** START **
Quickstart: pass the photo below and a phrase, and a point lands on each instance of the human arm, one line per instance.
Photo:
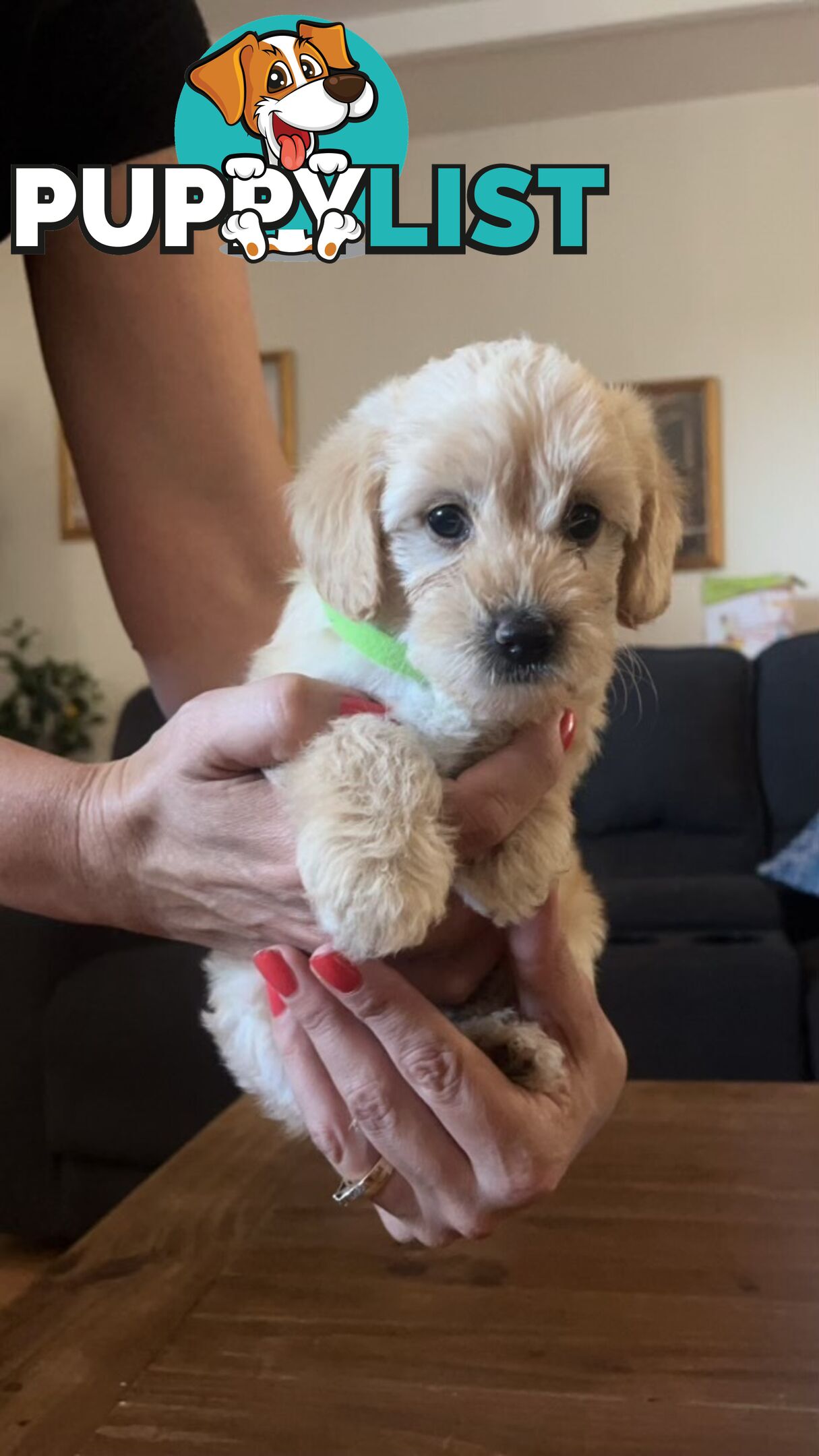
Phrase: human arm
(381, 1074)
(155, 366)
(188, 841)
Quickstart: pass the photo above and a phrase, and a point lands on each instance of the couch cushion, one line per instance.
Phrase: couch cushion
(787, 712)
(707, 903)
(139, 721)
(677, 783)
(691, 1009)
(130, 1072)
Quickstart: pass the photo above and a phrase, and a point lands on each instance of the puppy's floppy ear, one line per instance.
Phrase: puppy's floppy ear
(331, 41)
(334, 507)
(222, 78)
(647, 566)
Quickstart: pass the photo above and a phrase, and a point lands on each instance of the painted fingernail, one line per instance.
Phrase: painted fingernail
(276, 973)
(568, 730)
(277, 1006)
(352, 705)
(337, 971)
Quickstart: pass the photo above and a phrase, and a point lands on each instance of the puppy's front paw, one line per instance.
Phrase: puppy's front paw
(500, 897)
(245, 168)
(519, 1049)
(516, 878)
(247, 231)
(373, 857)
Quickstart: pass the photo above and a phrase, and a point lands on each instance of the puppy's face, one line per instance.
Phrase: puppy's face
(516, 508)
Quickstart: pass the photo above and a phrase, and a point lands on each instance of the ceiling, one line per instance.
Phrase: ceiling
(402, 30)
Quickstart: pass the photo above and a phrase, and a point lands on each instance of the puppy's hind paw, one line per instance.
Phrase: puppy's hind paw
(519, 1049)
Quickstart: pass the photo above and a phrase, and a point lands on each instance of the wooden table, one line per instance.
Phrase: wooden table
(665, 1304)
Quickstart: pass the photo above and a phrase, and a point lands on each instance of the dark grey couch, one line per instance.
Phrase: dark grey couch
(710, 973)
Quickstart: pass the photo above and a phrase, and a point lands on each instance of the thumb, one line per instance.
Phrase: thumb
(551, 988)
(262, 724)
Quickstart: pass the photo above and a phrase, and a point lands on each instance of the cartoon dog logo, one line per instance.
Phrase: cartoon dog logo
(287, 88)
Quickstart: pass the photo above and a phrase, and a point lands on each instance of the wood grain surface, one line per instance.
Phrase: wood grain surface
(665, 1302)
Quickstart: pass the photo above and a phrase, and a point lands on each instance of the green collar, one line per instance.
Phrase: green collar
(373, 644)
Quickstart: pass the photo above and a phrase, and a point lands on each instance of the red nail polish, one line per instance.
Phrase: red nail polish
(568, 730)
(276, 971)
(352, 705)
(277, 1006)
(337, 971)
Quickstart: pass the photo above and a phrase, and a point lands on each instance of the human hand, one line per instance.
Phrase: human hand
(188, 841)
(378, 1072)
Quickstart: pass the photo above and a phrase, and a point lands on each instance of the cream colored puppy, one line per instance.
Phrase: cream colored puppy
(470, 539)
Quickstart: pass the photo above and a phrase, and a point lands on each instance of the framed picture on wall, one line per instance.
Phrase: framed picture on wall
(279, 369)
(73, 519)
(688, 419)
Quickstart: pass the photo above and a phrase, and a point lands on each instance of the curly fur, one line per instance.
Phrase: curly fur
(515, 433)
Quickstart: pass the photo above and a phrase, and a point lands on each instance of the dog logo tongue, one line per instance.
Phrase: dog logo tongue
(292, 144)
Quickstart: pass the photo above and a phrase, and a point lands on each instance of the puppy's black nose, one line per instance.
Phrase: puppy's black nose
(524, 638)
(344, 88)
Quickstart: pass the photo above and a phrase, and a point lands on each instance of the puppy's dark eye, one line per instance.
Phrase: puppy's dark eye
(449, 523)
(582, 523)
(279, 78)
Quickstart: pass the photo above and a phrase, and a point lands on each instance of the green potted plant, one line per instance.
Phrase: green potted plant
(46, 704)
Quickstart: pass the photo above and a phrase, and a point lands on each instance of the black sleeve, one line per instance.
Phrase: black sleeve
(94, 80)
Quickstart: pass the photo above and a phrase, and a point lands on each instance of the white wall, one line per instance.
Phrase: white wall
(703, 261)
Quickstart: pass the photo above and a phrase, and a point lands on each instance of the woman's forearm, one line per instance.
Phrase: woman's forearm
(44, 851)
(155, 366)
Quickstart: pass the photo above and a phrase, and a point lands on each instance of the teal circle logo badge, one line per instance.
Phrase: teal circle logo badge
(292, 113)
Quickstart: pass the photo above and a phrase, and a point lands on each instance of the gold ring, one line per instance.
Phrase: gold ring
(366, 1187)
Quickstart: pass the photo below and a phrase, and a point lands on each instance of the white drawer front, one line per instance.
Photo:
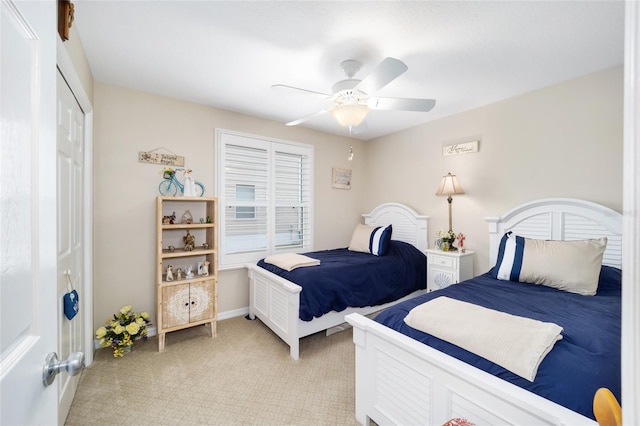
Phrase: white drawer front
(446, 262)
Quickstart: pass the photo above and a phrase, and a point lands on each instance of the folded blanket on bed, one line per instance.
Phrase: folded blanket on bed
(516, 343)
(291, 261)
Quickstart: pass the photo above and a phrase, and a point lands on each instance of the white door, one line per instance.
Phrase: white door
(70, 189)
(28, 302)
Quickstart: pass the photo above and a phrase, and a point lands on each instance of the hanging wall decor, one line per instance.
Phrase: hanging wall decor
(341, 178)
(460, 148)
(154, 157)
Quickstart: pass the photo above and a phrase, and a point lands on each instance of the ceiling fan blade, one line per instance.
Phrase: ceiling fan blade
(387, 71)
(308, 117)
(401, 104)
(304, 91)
** END **
> **Stated goal**
Convert the material above, from the line containing "front, one line per instance." through the end of the material, into a numbered list, skipping blank lines and leaving out the pictures.

> **Full response**
1. Quickstart: pass the photo below and a phrase, and a point lands on each instance of the white drawer front, one line per instance.
2. Photo:
3. Phrase: white drawer front
4. (446, 262)
5. Quickstart: pass the photo above and a phrase, and a point lands on each instance of the folded blanket on bed, one line per instance.
6. Phrase: folded blanket on bed
7. (516, 343)
8. (291, 261)
9. Quickstart: pass the photo above and a phrase, and a point lands on each instance of the white door, one line per instance.
10. Phrase: white door
11. (70, 189)
12. (28, 302)
13. Quickstart: pass the photo above and a phrase, and a point lands on each instance of the hanging wall decor, one line per instance.
14. Phrase: hanging wall decor
15. (341, 178)
16. (460, 148)
17. (154, 157)
18. Quickstart: pass the photo above and a phrase, and a point lands on each instance of the ceiling fan blade, one line per instance.
19. Phrase: ceiling fan blade
20. (387, 71)
21. (308, 117)
22. (401, 104)
23. (304, 91)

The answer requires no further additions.